--- START ---
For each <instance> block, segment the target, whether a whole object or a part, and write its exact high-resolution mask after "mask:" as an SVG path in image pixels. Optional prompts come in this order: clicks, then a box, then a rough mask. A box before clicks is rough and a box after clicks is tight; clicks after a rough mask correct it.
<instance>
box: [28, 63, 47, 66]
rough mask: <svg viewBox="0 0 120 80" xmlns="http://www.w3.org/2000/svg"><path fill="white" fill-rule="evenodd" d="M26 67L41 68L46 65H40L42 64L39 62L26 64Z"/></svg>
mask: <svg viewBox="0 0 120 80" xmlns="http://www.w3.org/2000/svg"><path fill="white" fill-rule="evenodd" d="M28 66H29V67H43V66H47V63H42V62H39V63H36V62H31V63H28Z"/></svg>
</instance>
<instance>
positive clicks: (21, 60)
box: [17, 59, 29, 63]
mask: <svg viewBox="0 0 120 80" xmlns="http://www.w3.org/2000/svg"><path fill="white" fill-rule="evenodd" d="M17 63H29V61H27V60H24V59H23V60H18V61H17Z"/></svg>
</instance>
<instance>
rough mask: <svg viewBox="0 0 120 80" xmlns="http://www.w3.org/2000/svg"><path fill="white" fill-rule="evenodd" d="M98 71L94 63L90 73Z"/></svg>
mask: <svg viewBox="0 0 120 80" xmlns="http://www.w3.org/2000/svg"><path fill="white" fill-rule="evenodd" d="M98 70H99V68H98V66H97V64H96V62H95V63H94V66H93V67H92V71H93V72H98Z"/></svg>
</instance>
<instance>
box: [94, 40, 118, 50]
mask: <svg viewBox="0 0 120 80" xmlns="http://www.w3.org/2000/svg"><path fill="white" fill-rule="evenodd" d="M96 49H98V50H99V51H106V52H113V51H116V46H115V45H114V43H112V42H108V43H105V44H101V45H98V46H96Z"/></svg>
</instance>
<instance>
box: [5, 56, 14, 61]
--- END ---
→ **WORK INSTRUCTION**: After reading the data above, return it verbatim in full.

→ **EXERCISE SOLUTION**:
For each <instance> block, segment the target, whether a whole object or a part, and write its exact high-resolution mask after "mask:" as an SVG path in image pixels. Optional prompts come in this order: clicks, then a box, then a rough mask. A box before clicks is rough and a box after clicks is tight; clicks after a rough mask correct it.
<instance>
box: [28, 63, 47, 66]
rough mask: <svg viewBox="0 0 120 80" xmlns="http://www.w3.org/2000/svg"><path fill="white" fill-rule="evenodd" d="M26 67L41 68L46 65H40L42 64L39 62L26 64Z"/></svg>
mask: <svg viewBox="0 0 120 80" xmlns="http://www.w3.org/2000/svg"><path fill="white" fill-rule="evenodd" d="M28 66H29V67H43V66H47V63H42V62H39V63H36V62H31V63H28Z"/></svg>
</instance>
<instance>
positive clicks: (21, 60)
box: [17, 59, 29, 63]
mask: <svg viewBox="0 0 120 80" xmlns="http://www.w3.org/2000/svg"><path fill="white" fill-rule="evenodd" d="M17 63H29V61H27V60H24V59H23V60H18V61H17Z"/></svg>
</instance>
<instance>
rough mask: <svg viewBox="0 0 120 80" xmlns="http://www.w3.org/2000/svg"><path fill="white" fill-rule="evenodd" d="M98 71L94 63L90 73Z"/></svg>
mask: <svg viewBox="0 0 120 80" xmlns="http://www.w3.org/2000/svg"><path fill="white" fill-rule="evenodd" d="M98 70H99V68H98V66H97V64H96V62H95V63H94V66H93V67H92V71H93V72H98Z"/></svg>
</instance>
<instance>
box: [94, 40, 118, 50]
mask: <svg viewBox="0 0 120 80" xmlns="http://www.w3.org/2000/svg"><path fill="white" fill-rule="evenodd" d="M96 49H98V50H99V51H106V52H113V51H116V46H115V45H114V43H112V42H108V43H105V44H101V45H98V46H96Z"/></svg>
</instance>
<instance>
box: [5, 56, 14, 61]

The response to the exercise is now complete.